» **Instructions to follow**
Search the records for the word "flowering" and pick out every line that has it.

» **The data**
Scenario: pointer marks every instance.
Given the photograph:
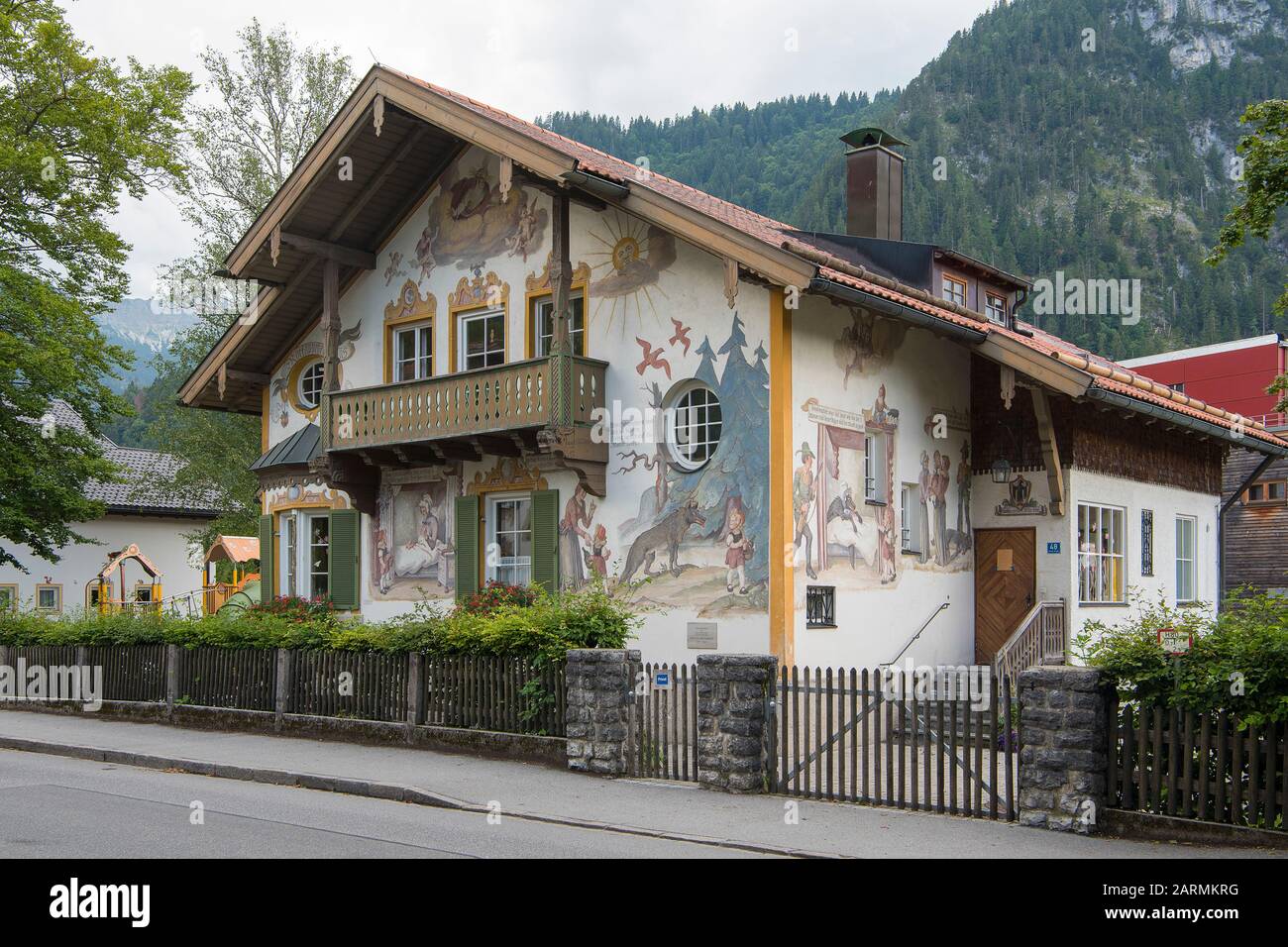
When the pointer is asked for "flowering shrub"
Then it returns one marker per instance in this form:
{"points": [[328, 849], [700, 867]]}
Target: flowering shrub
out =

» **Answer to the exercise**
When the pointer is asked for "flowering shrub"
Target: flowering shrub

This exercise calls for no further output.